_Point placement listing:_
****************************************

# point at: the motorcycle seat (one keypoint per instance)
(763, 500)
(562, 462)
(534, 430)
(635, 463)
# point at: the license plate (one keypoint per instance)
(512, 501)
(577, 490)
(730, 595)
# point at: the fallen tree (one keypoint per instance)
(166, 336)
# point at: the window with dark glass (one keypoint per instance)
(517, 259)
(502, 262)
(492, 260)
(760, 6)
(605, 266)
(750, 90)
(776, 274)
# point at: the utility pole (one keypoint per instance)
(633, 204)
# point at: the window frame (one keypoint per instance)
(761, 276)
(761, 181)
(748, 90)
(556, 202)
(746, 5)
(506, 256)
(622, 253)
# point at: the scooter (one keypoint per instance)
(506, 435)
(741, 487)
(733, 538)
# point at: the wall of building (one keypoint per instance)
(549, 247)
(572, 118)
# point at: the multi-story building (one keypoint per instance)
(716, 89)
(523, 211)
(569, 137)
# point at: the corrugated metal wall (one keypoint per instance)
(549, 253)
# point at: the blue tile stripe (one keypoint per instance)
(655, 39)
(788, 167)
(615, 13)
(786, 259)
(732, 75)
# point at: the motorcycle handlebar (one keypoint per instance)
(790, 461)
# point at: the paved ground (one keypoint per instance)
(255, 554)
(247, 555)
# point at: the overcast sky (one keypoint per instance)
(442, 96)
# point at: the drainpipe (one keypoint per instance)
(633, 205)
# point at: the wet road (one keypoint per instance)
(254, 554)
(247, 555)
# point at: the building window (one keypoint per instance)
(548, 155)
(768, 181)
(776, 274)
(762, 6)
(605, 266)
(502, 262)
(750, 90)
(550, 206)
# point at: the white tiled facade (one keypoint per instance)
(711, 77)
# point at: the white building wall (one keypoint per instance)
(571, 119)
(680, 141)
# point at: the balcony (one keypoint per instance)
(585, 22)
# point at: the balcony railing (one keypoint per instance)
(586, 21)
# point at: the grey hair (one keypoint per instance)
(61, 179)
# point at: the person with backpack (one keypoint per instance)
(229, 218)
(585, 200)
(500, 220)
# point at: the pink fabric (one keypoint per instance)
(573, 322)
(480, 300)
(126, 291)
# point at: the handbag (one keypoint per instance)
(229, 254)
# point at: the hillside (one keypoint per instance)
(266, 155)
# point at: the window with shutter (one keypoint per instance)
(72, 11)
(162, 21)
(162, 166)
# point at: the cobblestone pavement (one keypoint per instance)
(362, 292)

****************************************

Could you set down every line of the listing above again, word for word and in the same order?

_Response to this exercise:_
# point at: the motorcycle seat (one keypoint per instance)
(763, 500)
(562, 462)
(534, 430)
(635, 463)
# point at: the license plate (one keypoint per instance)
(512, 501)
(577, 490)
(730, 595)
# point at: the fallen tree (one keypoint per instance)
(166, 336)
# point at: the window with dark glass (one keypoint per instance)
(517, 259)
(502, 262)
(492, 260)
(760, 6)
(605, 266)
(750, 90)
(776, 274)
# point at: the utility pole (one keypoint per instance)
(633, 204)
# point at: the window frame (one keypoint per instance)
(761, 276)
(761, 181)
(748, 90)
(556, 202)
(746, 5)
(506, 256)
(622, 253)
# point at: the scooter (one keypoint per instance)
(506, 435)
(741, 487)
(733, 538)
# point at: the wall of building (one keypoint per instance)
(549, 247)
(572, 118)
# point at: the multi-story building (one keypoint per instance)
(716, 89)
(523, 211)
(569, 137)
# point at: the corrugated metal wall (one keypoint per instance)
(549, 253)
# point at: the blue tile stripe (one keypoint per instance)
(655, 39)
(788, 167)
(615, 13)
(786, 259)
(732, 75)
# point at: the motorcycle handlebar (one keypoint per instance)
(790, 461)
# point at: the paved ground (one keypoint per instance)
(255, 554)
(247, 555)
# point at: the overcast sky (one keypoint per instance)
(442, 96)
# point at: the drainpipe (one keypoint per instance)
(633, 205)
# point at: the wet road (one keypoint per instance)
(254, 554)
(247, 555)
# point at: the building window (one keypoint per instance)
(548, 155)
(768, 181)
(776, 274)
(762, 6)
(605, 266)
(502, 262)
(750, 90)
(550, 206)
# point at: the white tiled facade (one keypoint per instance)
(711, 77)
# point at: the white building wall (one keypoint per instance)
(571, 119)
(680, 141)
# point at: the balcony (one keypoint per instance)
(585, 22)
# point at: the balcony railing (one keypoint per instance)
(586, 21)
# point at: the grey hair (one keypoint per instance)
(61, 179)
# point at: the person with backpack (one keypoint per instance)
(229, 218)
(585, 200)
(500, 220)
# point at: the pink fabric (one keypoint per instance)
(573, 322)
(480, 300)
(126, 291)
# point at: the handbag (one keypoint per instance)
(229, 254)
# point at: the hillside (one keypoint per instance)
(266, 155)
# point at: the window with shutter (one keypoint per instance)
(72, 11)
(162, 21)
(162, 166)
# point at: the cobblestone pavement (one keypoint per instance)
(362, 292)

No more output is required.